SECCIÓN DEL DOCUMENTO:
Portada de la primera edición

Entra a formar parte de un amele taburu, un batallón de trabajo. Al frente de cada pelotón hay un çavus, un vigilante nombrado de entre los griegos que hablan turco. Aprovechándose de su posición privilegiada explotan a sus compatriotas y se comportan con más crueldad que la mayoría de los turcos. Algo parecido ocurrirá años más tarde en los campos de concentración alemanes con los temidos kapos, prisioneros designados por los nazis para estar a cargo de un barracón o un grupo de trabajo.

Los meses pasan, termina el invierno, aparecen las primeras flores, llega el verano y los prisioneros que aún sobreviven van perdiendo la esperanza de la liberación. Por otro lado, el sentimiento de revancha y odio de los turcos hacia ellos se va dulcificando. Los guardianes turcos también anhelan regresar a sus lugares de origen. Empiezan a compadecerse de los prisioneros y a percibir que tienen más cosas en común de lo que parece. Comparten con ellos el deseo de reencontrarse con los suyos y el odio hacia los oficiales y los colaboracionistas griegos, que han organizado una especie de mafia en el campamento.

Los trabajos del estado han terminado y los prisioneros tienen más tiempo para pensar en su situación. Con el ocio sobreviene la desesperación y algunos caen en la locura. A pesar de que ya se ha firmado la paz deben seguir confinados en el campamento. Un grupo de refugiados turcos procedentes de Grecia es alojado en unos barracones, separados del resto por alambre de espinos. Al llegar sienten resentimiento hacia los griegos, les insultan y les tiran piedras, pero acabarán por comprender que todos son víctimas de la guerra. Se establece entre ellos una complicidad especial, comparten la comida que les sobra e incluso los niños turcos pasan la otro lado de la alambrada para jugar con los prisioneros griegos.

DATOS DE ORIGEN:
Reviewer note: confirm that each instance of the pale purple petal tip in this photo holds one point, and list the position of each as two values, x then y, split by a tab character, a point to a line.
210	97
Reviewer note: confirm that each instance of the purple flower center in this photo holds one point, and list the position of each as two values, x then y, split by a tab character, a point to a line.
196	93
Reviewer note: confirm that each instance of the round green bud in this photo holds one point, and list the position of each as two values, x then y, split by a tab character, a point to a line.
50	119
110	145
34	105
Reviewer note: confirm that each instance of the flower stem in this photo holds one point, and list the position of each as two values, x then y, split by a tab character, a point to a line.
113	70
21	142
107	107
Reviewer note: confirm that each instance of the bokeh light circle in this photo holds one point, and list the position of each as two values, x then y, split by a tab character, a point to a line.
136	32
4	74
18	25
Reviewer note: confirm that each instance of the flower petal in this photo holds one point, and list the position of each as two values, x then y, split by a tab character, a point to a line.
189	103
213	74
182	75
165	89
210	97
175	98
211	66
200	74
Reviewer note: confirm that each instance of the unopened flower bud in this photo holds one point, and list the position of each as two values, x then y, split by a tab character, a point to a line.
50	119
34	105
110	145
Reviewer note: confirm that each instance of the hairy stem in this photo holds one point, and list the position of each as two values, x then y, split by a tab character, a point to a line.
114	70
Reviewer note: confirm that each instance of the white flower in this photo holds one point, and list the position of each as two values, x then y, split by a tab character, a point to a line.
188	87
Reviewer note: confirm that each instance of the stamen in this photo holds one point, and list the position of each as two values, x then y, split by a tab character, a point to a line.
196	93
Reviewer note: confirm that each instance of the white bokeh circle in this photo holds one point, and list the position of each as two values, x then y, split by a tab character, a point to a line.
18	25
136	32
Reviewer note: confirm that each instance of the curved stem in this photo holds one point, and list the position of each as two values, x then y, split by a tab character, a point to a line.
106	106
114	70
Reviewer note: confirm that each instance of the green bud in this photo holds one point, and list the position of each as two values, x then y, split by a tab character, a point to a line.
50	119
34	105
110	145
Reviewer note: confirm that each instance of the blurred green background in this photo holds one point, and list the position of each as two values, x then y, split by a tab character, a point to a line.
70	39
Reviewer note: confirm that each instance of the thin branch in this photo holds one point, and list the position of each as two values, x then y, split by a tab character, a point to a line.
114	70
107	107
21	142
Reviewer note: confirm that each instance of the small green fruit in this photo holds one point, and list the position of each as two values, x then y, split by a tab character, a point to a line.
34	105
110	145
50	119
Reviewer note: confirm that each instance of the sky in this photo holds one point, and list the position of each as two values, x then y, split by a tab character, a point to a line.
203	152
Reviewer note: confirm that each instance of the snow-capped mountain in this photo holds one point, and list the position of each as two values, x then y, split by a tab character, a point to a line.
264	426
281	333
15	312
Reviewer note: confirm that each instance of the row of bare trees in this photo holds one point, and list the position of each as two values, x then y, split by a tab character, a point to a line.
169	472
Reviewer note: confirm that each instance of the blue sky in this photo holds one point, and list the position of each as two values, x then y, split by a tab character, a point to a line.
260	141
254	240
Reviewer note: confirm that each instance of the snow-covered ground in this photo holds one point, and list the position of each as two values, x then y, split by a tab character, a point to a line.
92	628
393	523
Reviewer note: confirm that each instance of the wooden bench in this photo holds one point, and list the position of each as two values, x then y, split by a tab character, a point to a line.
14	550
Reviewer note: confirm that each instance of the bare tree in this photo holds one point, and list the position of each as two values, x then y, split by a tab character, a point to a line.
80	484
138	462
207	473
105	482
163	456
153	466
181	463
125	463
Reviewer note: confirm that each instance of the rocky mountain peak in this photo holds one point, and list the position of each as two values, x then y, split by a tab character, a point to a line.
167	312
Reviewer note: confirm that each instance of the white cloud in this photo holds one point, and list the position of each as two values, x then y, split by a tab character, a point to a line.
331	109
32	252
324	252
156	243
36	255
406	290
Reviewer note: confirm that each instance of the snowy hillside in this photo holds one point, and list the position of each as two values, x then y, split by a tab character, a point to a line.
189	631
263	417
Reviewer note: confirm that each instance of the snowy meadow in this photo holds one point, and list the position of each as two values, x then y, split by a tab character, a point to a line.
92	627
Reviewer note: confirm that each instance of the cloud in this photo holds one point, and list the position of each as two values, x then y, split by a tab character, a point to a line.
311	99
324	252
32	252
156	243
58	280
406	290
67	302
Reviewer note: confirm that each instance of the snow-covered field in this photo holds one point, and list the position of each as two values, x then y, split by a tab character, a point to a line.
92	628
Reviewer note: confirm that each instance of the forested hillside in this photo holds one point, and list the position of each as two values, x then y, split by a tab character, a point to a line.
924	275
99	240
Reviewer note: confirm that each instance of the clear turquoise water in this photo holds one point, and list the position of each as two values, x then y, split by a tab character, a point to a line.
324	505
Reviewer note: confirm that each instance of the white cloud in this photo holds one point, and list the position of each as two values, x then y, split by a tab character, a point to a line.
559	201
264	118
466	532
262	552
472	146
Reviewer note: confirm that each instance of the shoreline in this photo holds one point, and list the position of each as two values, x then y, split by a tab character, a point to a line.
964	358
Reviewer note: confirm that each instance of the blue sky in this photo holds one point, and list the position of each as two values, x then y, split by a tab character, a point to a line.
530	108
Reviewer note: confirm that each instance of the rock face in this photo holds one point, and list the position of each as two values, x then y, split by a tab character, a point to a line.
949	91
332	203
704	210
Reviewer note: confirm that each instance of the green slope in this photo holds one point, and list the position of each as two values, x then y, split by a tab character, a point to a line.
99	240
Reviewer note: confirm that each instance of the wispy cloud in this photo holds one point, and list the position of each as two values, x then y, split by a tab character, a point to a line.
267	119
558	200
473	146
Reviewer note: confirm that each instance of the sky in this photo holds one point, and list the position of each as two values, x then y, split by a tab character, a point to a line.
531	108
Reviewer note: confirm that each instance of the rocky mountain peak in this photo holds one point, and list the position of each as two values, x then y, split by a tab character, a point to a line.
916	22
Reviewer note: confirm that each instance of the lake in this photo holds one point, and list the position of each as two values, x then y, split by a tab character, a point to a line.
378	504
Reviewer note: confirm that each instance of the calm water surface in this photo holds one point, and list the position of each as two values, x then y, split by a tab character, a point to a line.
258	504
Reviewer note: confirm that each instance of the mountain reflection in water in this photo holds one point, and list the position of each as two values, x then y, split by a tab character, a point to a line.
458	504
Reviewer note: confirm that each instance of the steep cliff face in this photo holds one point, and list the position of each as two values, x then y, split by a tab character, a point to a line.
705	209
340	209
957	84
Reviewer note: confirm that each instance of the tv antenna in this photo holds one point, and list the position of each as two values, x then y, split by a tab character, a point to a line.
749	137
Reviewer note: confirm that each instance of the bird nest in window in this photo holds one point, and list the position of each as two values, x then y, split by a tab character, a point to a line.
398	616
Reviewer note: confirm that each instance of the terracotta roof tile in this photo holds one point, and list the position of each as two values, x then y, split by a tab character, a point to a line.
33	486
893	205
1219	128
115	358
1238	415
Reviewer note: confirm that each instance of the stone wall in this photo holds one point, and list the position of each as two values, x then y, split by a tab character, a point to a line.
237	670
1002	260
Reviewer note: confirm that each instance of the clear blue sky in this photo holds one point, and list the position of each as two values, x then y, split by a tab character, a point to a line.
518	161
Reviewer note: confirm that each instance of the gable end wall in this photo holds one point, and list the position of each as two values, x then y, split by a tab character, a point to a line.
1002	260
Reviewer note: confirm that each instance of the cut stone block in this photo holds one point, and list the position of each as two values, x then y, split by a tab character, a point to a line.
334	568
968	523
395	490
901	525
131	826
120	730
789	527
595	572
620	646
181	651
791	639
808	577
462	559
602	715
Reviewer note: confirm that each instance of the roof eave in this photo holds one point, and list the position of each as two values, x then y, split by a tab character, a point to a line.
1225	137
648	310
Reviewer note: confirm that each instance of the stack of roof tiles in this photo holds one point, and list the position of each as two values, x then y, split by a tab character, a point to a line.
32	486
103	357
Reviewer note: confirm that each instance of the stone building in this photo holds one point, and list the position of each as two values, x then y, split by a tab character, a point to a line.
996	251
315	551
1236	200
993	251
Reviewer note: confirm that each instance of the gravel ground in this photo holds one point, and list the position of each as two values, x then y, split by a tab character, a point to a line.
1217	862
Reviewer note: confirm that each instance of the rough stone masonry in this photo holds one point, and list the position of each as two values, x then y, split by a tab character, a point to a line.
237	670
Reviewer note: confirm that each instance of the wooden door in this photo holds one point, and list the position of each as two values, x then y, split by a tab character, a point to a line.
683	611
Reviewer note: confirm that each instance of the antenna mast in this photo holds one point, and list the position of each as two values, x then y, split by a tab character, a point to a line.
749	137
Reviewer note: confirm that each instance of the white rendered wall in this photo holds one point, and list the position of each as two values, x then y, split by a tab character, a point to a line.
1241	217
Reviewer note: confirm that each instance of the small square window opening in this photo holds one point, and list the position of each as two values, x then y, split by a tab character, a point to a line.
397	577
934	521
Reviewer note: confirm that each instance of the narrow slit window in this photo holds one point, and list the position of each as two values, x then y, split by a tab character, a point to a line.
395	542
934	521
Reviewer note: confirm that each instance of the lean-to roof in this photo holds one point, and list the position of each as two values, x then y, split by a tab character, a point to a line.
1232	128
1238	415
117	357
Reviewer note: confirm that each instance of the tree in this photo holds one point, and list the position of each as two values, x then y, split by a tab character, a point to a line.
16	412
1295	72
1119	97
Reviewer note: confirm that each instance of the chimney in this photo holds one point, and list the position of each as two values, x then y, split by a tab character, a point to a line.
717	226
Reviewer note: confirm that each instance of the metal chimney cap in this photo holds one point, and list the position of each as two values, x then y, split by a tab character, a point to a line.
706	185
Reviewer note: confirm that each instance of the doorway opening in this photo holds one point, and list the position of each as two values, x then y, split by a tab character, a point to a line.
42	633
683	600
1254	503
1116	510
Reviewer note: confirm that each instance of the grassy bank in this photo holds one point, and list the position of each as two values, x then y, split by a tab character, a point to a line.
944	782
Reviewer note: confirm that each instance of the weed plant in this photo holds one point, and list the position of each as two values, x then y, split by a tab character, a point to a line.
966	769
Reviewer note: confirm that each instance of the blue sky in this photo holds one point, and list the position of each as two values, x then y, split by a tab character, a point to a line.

PREGUNTAS DEL MATERIAL:
1. Reproduce textualmente el fragmento sobre los prisioneros griegos desde "Entra a formar" hasta "grupo de trabajo.", ambos incluidos.
2. Retoma el fragmento sobre los prisioneros griegos y prosíguelo a partir de su última oración.

RESPUESTAS POR TAREA:
1.
Entra a formar parte de un amele taburu, un batallón de trabajo. Al frente de cada pelotón hay un çavus, un vigilante nombrado de entre los griegos que hablan turco. Aprovechándose de su posición privilegiada explotan a sus compatriotas y se comportan con más crueldad que la mayoría de los turcos. Algo parecido ocurrirá años más tarde en los campos de concentración alemanes con los temidos kapos, prisioneros designados por los nazis para estar a cargo de un barracón o un grupo de trabajo.

2.
Al fin llega la noticia de la partida. La esclavitud ha terminado, pero la alegría no es completa, porque ya no regresarán más a sus hogares en Anatolia. Un barco espera para llevarlos a Grecia. Desde Aivalí, el pueblo de Venezis, tres mil prisioneros habían partido hacia el interior. Solo veintitrés regresarán con vida.

Casa de Ilías Venezis en Aivalí

El relato de Venezis es directo, sobrio, descarnado, como corresponde a una experiencia tan dura vivida a una edad temprana, pero no destila odio ni pretende juzgar. No se trata de una historia de víctimas y verdugos, buenos y malos. A veces son los propios griegos los más despiadados con sus compañeros, y no es extraño que los turcos se muestren compasivos. La crueldad o los buenos sentimientos no son patrimonio ni de unos ni de otros. En demasiadas ocasiones y lugares, antes y después de 1922, el ser humano ha infligido dolor y tormento a sus semejantes. Como señala el autor en el prólogo a la segunda edición, el libro pretende dar testimonio de ese dolor.
En este libro no existe alma, ni hay margen para ningún viaje a lugares metafísicos. Cuando la carne es abrasada como se abrasa aquí, con hierro candente, esta se transmuta en una deidad todopoderosa, acallando cualesquiera otras consideraciones. Se podrá decir que ningún dolor es comparable al dolor moral. Esto lo dicen los sabios y los libros. Sin embargo, si salimos a las calles y preguntamos a los que pueden dar testimonio de esto, a aquellos cuyos cuerpos fueron atormentados mientras la muerte batía sus alas sobre sus cabezas -y es muy fácil encontrarlos, porque nuestra época se ha encargado de llenar el mundo de ellos-, si les preguntas, te dirán que no existe nada, nada más profundo ni más sagrado que un cuerpo que sufre tormento.
Este libro es una ofrenda a ese dolor.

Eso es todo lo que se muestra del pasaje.